WRITTEN TASK:
Reproduce the material in full, unchanged.

RECORDS FOR THIS EXERCISE:
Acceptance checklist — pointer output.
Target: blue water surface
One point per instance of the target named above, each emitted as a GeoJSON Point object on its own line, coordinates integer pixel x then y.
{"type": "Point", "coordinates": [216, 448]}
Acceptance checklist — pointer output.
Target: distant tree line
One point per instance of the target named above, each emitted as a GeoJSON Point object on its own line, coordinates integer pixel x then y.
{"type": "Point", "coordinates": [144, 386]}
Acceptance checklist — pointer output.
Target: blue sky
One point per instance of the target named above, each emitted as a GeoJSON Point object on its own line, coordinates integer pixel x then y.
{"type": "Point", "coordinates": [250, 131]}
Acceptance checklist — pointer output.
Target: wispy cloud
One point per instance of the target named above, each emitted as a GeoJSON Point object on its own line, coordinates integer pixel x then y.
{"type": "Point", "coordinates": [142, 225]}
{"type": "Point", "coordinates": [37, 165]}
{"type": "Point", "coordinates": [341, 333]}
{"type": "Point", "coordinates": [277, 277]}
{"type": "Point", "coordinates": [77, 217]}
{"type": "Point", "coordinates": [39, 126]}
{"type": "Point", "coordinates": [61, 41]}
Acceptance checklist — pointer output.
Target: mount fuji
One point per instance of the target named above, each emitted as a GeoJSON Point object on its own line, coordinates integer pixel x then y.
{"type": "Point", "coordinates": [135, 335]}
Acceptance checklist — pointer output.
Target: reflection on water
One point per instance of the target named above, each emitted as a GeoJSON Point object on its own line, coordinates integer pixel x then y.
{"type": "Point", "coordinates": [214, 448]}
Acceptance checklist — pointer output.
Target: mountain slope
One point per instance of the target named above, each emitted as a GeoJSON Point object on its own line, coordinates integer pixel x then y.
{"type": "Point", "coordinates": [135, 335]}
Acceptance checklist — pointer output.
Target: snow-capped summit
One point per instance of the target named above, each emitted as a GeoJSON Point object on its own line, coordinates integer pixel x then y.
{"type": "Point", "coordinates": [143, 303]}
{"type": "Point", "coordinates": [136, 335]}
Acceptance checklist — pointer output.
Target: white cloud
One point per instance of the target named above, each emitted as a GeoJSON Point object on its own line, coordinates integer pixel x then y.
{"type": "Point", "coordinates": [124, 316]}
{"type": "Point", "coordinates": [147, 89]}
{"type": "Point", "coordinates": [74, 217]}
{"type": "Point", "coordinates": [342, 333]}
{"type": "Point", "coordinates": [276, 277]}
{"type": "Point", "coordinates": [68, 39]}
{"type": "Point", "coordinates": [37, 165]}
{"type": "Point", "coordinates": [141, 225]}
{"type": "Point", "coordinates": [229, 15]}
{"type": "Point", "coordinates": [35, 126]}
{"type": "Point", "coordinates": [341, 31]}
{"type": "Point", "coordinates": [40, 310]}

EXERCISE SOLUTION:
Acceptance checklist — pointer output.
Target: blue water surface
One point per instance of the target named above, each emitted as a GeoJSON Point object on its own line, coordinates integer pixel x then y.
{"type": "Point", "coordinates": [216, 448]}
Acceptance checklist — pointer output.
Target: distant tree line
One point per instance of the target named above, each emitted as a GeoJSON Point object on its own line, coordinates integer pixel x then y.
{"type": "Point", "coordinates": [144, 386]}
Acceptance checklist — pointer output.
Target: blue sky
One point per instance of the target named above, each emitted as a GeoJSON Point object on its own line, coordinates integer pixel x then y.
{"type": "Point", "coordinates": [250, 131]}
Acceptance checklist — pointer output.
Target: wispy cloud
One point per instance of the target named above, each emitted as a GeoJSON Point object on its own line, coordinates integer pixel x then y.
{"type": "Point", "coordinates": [142, 225]}
{"type": "Point", "coordinates": [37, 165]}
{"type": "Point", "coordinates": [341, 333]}
{"type": "Point", "coordinates": [277, 277]}
{"type": "Point", "coordinates": [77, 217]}
{"type": "Point", "coordinates": [39, 126]}
{"type": "Point", "coordinates": [61, 41]}
Acceptance checklist — pointer output.
Target: mount fuji
One point per instance of the target named above, each emitted as a GeoJSON Point object on its own line, coordinates integer pixel x then y.
{"type": "Point", "coordinates": [135, 335]}
Acceptance checklist — pointer output.
Target: reflection on water
One point per instance of the target named above, each emitted as a GeoJSON Point object on its own line, coordinates integer pixel x then y.
{"type": "Point", "coordinates": [214, 448]}
Acceptance checklist — pointer output.
Target: mountain slope
One point per instance of the target named above, each emitted as a GeoJSON Point object on its own line, coordinates integer pixel x then y.
{"type": "Point", "coordinates": [135, 335]}
Acceptance checklist — pointer output.
Target: snow-capped summit
One point per instance of the target named above, each emitted as a GeoJSON Point object on its own line, coordinates integer pixel x then y.
{"type": "Point", "coordinates": [143, 303]}
{"type": "Point", "coordinates": [136, 335]}
Acceptance checklist — pointer output.
Target: white cloud
One point per instance of the target named above, each emitted as a GeoJSON Point object on its own line, coordinates integer pixel x then y.
{"type": "Point", "coordinates": [124, 316]}
{"type": "Point", "coordinates": [147, 89]}
{"type": "Point", "coordinates": [74, 217]}
{"type": "Point", "coordinates": [342, 333]}
{"type": "Point", "coordinates": [276, 277]}
{"type": "Point", "coordinates": [68, 39]}
{"type": "Point", "coordinates": [37, 165]}
{"type": "Point", "coordinates": [141, 225]}
{"type": "Point", "coordinates": [229, 15]}
{"type": "Point", "coordinates": [35, 126]}
{"type": "Point", "coordinates": [341, 31]}
{"type": "Point", "coordinates": [40, 310]}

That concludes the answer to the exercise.